#### Your task
Range to reproduce from the entries below: the line with "# tag a point on each instance of the white", the line with "# tag a point on each instance of the woman in", and every line in between. Give them exactly and give nothing else.

= = = = =

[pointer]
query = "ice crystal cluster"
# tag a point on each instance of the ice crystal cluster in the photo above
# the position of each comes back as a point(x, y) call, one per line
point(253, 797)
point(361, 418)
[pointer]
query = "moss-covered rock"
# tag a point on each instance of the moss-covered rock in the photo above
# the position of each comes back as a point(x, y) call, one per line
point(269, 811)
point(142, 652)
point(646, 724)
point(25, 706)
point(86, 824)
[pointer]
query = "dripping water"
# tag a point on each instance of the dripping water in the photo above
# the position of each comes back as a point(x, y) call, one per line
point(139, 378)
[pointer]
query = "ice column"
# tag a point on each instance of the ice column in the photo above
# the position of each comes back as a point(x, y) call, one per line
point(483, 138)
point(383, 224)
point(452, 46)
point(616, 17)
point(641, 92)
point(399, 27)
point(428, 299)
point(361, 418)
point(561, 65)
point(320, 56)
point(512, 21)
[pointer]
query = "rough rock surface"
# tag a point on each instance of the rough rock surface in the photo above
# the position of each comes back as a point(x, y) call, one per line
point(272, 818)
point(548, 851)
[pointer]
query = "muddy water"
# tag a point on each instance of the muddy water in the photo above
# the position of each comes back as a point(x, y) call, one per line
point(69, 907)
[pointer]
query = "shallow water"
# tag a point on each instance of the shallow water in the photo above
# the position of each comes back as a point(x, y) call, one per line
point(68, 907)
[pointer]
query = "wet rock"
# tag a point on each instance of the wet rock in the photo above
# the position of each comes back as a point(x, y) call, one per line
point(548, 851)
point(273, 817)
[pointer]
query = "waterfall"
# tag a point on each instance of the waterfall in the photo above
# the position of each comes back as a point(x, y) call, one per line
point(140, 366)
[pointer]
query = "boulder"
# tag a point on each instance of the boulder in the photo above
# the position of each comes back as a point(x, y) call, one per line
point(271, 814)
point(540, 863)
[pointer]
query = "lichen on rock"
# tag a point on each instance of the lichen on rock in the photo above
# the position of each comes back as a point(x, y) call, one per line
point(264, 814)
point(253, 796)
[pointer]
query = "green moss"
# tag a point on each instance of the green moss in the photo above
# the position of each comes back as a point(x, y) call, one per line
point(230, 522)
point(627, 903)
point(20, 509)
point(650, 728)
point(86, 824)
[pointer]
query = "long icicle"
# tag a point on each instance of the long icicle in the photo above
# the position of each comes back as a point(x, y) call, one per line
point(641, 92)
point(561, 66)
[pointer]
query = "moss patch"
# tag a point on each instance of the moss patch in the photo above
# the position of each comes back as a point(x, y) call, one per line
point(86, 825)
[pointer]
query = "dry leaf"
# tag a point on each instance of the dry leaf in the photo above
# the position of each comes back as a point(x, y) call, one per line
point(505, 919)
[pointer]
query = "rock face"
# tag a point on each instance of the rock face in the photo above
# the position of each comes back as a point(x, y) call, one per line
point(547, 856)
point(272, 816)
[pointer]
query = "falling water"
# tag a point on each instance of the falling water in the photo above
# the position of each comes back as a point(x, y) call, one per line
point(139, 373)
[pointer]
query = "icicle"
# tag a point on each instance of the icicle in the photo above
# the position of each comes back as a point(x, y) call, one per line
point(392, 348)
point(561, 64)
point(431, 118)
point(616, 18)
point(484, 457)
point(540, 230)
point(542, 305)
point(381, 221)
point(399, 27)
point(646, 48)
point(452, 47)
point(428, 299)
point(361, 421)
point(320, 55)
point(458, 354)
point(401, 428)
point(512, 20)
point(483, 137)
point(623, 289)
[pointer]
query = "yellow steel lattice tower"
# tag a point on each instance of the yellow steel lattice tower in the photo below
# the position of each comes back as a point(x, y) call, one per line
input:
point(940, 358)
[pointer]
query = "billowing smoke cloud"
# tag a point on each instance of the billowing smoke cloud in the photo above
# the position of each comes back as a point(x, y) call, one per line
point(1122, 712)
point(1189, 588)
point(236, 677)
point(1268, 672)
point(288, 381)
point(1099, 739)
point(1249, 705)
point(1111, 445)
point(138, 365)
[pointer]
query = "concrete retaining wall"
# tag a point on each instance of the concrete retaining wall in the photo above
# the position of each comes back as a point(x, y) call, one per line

= = = = =

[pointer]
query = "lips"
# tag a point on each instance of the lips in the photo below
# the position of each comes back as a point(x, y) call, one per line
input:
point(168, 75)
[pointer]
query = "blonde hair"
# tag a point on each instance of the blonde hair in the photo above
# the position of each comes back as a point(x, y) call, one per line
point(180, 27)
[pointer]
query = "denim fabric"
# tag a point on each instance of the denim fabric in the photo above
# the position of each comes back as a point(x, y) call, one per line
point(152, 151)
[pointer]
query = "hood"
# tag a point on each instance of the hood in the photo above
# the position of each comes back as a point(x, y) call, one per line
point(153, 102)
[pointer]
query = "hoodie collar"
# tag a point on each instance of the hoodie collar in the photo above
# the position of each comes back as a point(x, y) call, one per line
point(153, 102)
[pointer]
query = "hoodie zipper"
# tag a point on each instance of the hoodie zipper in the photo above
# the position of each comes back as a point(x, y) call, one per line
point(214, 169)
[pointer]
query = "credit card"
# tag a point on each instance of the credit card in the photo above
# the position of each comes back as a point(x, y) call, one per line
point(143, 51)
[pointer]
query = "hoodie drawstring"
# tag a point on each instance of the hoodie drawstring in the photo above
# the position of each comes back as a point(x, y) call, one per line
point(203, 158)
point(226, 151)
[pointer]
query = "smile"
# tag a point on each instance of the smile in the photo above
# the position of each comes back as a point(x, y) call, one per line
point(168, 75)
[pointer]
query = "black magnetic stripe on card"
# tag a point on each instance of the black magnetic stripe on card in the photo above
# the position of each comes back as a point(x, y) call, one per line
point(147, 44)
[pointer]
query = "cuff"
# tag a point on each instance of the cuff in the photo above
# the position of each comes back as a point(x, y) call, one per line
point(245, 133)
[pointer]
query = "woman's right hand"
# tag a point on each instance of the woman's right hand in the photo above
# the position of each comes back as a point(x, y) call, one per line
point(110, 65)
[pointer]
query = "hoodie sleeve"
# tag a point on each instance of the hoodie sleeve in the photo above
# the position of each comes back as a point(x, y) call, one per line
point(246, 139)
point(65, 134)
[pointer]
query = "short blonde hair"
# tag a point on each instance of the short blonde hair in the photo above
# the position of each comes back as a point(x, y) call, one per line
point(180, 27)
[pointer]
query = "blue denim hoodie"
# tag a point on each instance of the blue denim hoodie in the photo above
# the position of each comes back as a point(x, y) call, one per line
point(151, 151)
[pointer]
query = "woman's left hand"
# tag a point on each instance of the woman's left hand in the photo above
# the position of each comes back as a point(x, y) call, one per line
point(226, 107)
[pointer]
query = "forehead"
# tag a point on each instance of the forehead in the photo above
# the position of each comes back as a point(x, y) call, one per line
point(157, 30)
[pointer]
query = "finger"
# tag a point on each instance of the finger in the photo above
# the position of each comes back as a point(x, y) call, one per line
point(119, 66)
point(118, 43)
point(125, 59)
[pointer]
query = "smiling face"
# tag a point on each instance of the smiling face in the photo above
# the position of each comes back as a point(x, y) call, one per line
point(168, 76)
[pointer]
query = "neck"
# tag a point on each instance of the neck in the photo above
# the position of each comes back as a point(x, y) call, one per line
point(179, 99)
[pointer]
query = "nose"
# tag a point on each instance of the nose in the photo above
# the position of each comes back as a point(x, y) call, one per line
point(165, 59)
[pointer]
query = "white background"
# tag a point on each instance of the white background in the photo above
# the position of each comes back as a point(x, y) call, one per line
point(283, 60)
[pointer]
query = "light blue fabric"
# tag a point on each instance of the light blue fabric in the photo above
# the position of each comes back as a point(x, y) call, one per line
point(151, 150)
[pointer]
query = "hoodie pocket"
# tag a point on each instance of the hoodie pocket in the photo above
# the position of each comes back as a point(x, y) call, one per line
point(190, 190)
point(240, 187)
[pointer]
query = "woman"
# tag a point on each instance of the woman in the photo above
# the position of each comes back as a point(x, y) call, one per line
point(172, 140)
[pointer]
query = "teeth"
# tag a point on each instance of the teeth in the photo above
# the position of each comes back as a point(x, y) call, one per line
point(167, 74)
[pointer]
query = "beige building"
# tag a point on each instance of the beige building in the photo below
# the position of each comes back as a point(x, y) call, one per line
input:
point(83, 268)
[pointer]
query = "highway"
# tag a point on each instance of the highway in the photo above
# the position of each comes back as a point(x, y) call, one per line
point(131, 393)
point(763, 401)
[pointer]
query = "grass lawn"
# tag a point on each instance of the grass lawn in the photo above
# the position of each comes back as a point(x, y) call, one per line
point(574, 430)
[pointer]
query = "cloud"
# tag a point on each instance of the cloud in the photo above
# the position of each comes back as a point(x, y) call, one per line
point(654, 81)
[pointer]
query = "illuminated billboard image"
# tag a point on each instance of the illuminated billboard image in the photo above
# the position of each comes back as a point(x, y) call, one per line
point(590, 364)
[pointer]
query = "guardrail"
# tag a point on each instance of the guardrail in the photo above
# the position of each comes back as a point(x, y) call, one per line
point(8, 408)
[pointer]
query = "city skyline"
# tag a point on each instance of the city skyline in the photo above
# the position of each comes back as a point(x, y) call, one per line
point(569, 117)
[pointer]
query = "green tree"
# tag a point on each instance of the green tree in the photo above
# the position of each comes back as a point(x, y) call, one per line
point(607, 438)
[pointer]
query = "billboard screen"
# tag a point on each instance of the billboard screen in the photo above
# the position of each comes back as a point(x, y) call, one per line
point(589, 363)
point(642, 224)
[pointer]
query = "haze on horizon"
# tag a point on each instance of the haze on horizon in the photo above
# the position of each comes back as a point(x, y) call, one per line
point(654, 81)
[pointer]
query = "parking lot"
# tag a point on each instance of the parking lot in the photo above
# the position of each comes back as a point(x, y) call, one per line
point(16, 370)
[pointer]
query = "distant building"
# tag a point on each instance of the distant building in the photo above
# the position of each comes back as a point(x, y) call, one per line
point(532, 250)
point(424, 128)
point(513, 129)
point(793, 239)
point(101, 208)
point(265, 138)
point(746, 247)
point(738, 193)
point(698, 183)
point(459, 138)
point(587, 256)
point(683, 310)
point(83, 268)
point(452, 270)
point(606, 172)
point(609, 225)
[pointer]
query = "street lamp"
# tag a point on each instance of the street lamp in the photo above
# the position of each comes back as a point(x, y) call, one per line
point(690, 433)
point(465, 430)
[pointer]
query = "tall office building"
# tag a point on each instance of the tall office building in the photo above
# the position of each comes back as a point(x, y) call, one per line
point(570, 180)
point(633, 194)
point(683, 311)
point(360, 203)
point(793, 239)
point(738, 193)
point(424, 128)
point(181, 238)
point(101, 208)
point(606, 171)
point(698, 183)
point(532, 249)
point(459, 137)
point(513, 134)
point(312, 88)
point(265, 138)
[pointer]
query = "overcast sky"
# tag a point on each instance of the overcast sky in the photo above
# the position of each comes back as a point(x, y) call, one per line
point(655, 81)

= = = = =

#### Written reply
# tag a point on each instance of the white background in the photo above
# the position of each comes back as a point(x, y) call, one per line
point(283, 60)
[pointer]
query = "light blue fabric"
# tag a point on each instance of the light blue fabric in the photo above
# the position of each comes back as a point(x, y) call, one per line
point(151, 150)
[pointer]
query = "hoodie pocket"
# tag a point on each instance of the hoodie pocket in the photo above
# the position of each comes back as a point(x, y) call, one per line
point(190, 190)
point(240, 187)
[pointer]
query = "woman"
# tag a point on each instance of the woman in the photo above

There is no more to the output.